» **Document text**
--------

We need to remember that in many instances, God may have more confidence in us than we have in ourselves and our prayer life should be a reflection of that. Maybe we ask for too much and cheapen genuine requests by never really trying to find the answer ourselves to those problems God has provided an answer for already. God’s children need to remember that the prayer that often gets the job done includes the following conviction, “I’m available Lord – ready and willing.”8 Nehemiah could have pleaded for someone else to go, instead, he asked for the opportunity to go to Jerusalem himself and fix the problem.

Now these are Your servants and Your people, whom You have redeemed by Your great power, and by Your strong hand. O Lord, I pray, please let Your ear be attentive to the prayer of Your servant, and to the prayer of Your servants who desire to fear Your name; and let Your servant prosper this day, I pray, and grant him mercy in the sight of this man.”

Nehemiah 1:10 

While we don’t hear the exact words, we know what Nehemiah means in this prayer when he references “this man.” He was going to seek the permission of Artaxerxes, but before he did that, he wanted God’s blessing. That blessing might seem redundant until you remember that God is the one behind this whole story. He “spoke” to Cyrus who then enabled the first refugees to go back. It was God who orchestrated the circumstances Nehemiah found himself in that day, and he knew he would only find himself in Jerusalem if that was where God wanted him to be.

We love the confidence of this prayer. He knew that if God’s Will was for him to go, Artaxerxes couldn’t stand in the way. He knew that he was the king’s servant, but more importantly, he knew that he was God’s child.

This prayer shows us that Nehemiah was a man of perspective. He understood what a servant should look like, how a servant should address his master, and how a servant should behave. His prayer is all the evidence we need to know that God was his true master, not this Persian king. With the expression “this man” at the end of the prayer, Nehemiah showed the big difference between his reverence for God and his master. In the eyes of the world, Artaxerxes was an important person, a man with influence, who could decide life or death. But in the eyes of Nehemiah, he was still just a man. He understood it was the Lord who makes decisions and not Artaxerxes.9 When he knew what he had to do – he went to the source of the solution. He went to God with his pain and found the courage to ask for an opportunity to restore hope to those in Jerusalem.

--------

» **Record set**
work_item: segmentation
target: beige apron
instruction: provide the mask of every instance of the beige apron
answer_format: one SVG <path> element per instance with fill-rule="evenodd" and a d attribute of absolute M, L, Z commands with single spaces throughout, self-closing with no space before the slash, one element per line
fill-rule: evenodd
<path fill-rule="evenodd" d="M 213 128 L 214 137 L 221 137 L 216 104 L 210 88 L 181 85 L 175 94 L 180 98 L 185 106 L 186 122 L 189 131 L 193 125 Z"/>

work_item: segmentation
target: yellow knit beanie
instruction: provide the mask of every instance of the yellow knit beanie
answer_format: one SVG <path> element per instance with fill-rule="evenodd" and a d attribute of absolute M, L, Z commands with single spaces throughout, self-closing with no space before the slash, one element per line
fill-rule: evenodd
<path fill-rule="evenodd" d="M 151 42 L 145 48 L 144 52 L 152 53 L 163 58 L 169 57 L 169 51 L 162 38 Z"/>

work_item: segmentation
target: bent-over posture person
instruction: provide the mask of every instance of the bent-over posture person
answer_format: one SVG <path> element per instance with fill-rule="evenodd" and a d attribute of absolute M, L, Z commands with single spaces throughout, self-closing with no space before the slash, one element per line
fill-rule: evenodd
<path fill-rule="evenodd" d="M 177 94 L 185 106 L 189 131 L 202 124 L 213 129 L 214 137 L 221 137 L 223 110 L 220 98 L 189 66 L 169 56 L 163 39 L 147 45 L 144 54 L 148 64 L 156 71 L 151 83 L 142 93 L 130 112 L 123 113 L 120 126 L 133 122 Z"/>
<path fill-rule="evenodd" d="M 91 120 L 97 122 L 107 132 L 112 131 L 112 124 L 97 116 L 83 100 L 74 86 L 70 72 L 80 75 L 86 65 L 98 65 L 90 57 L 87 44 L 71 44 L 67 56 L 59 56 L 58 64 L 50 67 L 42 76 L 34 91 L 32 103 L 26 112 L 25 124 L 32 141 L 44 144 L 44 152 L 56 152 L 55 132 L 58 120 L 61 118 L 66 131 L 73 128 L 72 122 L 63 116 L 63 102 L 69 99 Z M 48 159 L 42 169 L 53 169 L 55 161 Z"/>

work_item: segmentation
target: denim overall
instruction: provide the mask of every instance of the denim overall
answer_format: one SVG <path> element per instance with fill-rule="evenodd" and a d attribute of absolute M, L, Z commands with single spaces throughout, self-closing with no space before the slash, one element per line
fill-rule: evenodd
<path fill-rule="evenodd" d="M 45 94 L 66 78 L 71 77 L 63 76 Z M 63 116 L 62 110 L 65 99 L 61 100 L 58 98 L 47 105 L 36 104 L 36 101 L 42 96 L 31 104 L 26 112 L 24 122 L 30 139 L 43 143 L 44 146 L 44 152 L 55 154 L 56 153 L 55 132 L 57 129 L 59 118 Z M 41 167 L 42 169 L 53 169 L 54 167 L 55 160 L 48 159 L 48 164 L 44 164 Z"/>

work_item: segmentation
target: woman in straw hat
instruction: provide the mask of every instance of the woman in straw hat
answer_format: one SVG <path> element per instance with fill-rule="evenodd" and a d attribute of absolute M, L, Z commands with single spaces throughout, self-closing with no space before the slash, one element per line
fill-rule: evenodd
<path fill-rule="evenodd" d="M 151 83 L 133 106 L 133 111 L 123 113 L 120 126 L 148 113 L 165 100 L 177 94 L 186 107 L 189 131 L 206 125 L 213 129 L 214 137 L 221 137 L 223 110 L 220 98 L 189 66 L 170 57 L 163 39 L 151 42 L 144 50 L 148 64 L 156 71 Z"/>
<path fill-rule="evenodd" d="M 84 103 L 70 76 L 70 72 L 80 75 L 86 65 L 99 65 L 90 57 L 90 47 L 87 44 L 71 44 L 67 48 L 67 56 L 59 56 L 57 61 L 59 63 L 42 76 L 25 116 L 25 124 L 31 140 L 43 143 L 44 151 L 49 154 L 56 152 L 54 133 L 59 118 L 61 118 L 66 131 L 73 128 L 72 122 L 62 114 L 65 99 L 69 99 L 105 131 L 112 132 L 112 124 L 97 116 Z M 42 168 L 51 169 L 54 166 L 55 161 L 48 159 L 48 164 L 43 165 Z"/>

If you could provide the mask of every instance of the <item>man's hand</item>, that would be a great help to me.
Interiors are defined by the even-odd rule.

--------

» **What to work on**
**1.** According to the Nehemiah text, whom did God "speak" to so that the first refugees could go back?
**2.** Write out the Nehemiah text from "This prayer shows" to "those in Jerusalem.".
The listing has no connection to the text.

» **Activity answers**
**1.** Cyrus

**2.**
This prayer shows us that Nehemiah was a man of perspective. He understood what a servant should look like, how a servant should address his master, and how a servant should behave. His prayer is all the evidence we need to know that God was his true master, not this Persian king. With the expression “this man” at the end of the prayer, Nehemiah showed the big difference between his reverence for God and his master. In the eyes of the world, Artaxerxes was an important person, a man with influence, who could decide life or death. But in the eyes of Nehemiah, he was still just a man. He understood it was the Lord who makes decisions and not Artaxerxes.9 When he knew what he had to do – he went to the source of the solution. He went to God with his pain and found the courage to ask for an opportunity to restore hope to those in Jerusalem.